● Problem statement: Only the pictures are to be left out; set down the rest of the records exactly.

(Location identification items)
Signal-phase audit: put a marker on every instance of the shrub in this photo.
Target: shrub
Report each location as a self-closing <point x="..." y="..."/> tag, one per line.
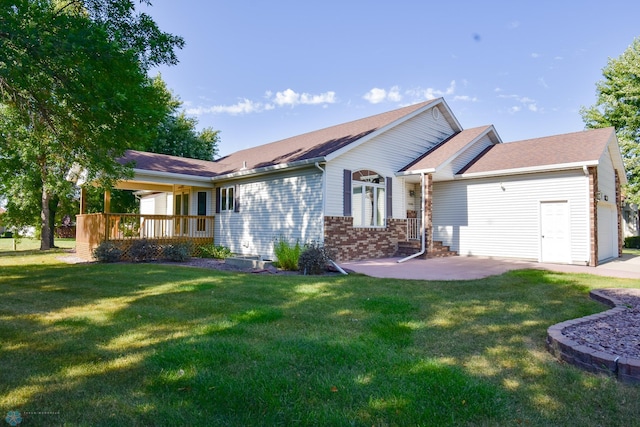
<point x="314" y="259"/>
<point x="215" y="251"/>
<point x="143" y="250"/>
<point x="287" y="254"/>
<point x="178" y="252"/>
<point x="107" y="252"/>
<point x="632" y="242"/>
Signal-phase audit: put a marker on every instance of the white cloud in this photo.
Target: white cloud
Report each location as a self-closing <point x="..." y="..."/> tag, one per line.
<point x="245" y="106"/>
<point x="526" y="102"/>
<point x="292" y="98"/>
<point x="465" y="98"/>
<point x="280" y="99"/>
<point x="375" y="95"/>
<point x="431" y="93"/>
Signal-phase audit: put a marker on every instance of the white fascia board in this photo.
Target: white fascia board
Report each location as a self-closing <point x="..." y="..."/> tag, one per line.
<point x="169" y="178"/>
<point x="415" y="172"/>
<point x="391" y="125"/>
<point x="533" y="169"/>
<point x="268" y="169"/>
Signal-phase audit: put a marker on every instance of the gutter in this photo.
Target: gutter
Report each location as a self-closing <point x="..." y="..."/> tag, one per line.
<point x="267" y="169"/>
<point x="422" y="230"/>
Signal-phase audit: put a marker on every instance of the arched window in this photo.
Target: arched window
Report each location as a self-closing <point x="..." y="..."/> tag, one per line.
<point x="368" y="198"/>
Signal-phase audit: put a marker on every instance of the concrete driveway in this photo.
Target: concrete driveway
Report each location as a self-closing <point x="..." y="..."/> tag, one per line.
<point x="468" y="268"/>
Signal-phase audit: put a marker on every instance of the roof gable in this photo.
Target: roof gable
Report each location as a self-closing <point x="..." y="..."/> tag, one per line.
<point x="313" y="145"/>
<point x="449" y="149"/>
<point x="556" y="152"/>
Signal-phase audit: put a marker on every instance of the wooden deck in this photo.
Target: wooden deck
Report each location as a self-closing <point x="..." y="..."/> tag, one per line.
<point x="93" y="229"/>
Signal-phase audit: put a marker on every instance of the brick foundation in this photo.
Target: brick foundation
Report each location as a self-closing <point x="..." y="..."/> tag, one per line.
<point x="359" y="243"/>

● Task solution:
Signal-phase audit: put a marker on every instance of the shrub in this photo.
Target: shrub
Report each location as a self-closing <point x="..." y="..."/> tag, one per line.
<point x="314" y="259"/>
<point x="215" y="251"/>
<point x="143" y="250"/>
<point x="287" y="254"/>
<point x="178" y="252"/>
<point x="107" y="252"/>
<point x="632" y="242"/>
Signal-phase audit: put a marker on every instance of the white cloud in this photo.
Target: white cloud
Report each location as a self-closing <point x="..." y="..."/> tag, one per line.
<point x="245" y="106"/>
<point x="526" y="102"/>
<point x="292" y="98"/>
<point x="465" y="98"/>
<point x="280" y="99"/>
<point x="375" y="95"/>
<point x="431" y="93"/>
Signal-phase audit: put a marker on every instance of the white fascia board in this photo.
Target: white fascia board
Report each location as a self-closing <point x="..." y="..."/> tag, one per line.
<point x="169" y="178"/>
<point x="415" y="172"/>
<point x="391" y="125"/>
<point x="533" y="169"/>
<point x="268" y="169"/>
Signal-phase audit: put a marker on every instance of the gutter in this photo.
Target: gutter
Report each location as a self-closing <point x="..." y="..."/> tag, one per line.
<point x="267" y="169"/>
<point x="422" y="230"/>
Signal-phase audit: put a marker on every instance of the arched window in this photo.
Target: arched window
Report each location as a self-closing <point x="..." y="..."/> tag, one per line.
<point x="368" y="198"/>
Signal-phase audit: put a marker on every instance of the concrete driveway in this photo.
Target: concrete driveway
Report each location as a self-closing <point x="..." y="..."/> tag, one per line.
<point x="468" y="268"/>
Signal-phase audit: put a marker on every instance of the roof gable in this photo.
Target: roof gable
Report each location as a self-closing <point x="..." y="..."/> tag, one per line.
<point x="313" y="145"/>
<point x="449" y="149"/>
<point x="556" y="152"/>
Signal-phase audit: put a marker on every instance of the wooden deck in this photo.
Target: wooden deck
Report each location as a self-closing <point x="..." y="..."/> tag, one per line.
<point x="93" y="229"/>
Signal-phase audit: put a marker on every instance of the brick foundation in this photo.
Target: brick foundation
Report each location as a self-closing <point x="..." y="..."/> tag, one per line.
<point x="359" y="243"/>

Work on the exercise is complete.